(Point labeling examples)
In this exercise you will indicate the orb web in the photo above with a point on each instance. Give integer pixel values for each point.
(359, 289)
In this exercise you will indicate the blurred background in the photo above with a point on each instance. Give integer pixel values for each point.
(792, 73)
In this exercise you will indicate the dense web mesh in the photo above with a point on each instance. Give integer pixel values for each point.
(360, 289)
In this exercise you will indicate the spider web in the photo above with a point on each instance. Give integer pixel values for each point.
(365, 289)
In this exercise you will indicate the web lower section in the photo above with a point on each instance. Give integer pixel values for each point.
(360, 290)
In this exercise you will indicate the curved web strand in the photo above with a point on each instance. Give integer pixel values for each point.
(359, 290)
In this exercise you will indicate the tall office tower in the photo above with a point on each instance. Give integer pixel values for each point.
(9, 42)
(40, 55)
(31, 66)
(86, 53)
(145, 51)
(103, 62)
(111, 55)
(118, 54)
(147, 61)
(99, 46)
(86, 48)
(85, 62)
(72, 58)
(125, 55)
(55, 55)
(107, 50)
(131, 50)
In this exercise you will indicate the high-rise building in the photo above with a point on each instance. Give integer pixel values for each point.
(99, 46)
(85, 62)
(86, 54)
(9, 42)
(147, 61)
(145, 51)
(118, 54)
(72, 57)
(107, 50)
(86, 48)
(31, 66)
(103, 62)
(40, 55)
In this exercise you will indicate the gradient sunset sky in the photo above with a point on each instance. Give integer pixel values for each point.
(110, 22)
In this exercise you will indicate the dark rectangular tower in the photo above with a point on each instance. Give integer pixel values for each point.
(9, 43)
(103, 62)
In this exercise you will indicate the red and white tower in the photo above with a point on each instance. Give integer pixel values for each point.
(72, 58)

* * *

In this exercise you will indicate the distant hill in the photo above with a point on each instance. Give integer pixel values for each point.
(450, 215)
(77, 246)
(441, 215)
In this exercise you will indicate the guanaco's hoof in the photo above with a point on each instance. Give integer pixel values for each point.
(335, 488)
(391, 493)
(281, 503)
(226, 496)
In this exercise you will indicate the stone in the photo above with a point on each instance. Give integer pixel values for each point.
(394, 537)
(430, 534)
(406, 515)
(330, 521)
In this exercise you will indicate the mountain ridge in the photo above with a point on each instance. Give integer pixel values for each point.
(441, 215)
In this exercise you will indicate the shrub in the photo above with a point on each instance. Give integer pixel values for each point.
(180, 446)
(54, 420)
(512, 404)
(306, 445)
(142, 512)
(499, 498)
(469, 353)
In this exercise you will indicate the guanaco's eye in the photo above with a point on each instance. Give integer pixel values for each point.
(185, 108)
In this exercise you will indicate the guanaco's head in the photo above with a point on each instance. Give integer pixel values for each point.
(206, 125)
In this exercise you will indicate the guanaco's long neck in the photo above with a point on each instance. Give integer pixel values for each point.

AIM: Revise the rows starting with the line that contains "In this exercise you will indicate the mountain" and going on through the line that contains "In this exercise you will indicate the guanaco's long", so that "shrub" becomes "bush" and nothing else changes. Return only those lines.

EXPECTED ANSWER:
In this exercise you will indicate the mountain ridge in the photo above with a point on each instance. Give integer pixel values for each point.
(441, 215)
In this exercise you will indicate the bush in the photo above with a point on each instance. Give integer pixel values for each point.
(180, 446)
(54, 420)
(512, 404)
(306, 445)
(142, 512)
(499, 498)
(469, 353)
In this exercise you will indicate the guanaco's eye in the photo above with a point on each instance. Give integer pixel values for each point.
(185, 108)
In this exercise you will indicate the guanaco's head in the photo above with a point on each instance. Give integer pixel values for each point.
(206, 125)
In this exercise you will indicate the guanaco's long neck in the photo above with a point on each instance. Give integer pixel values for each point.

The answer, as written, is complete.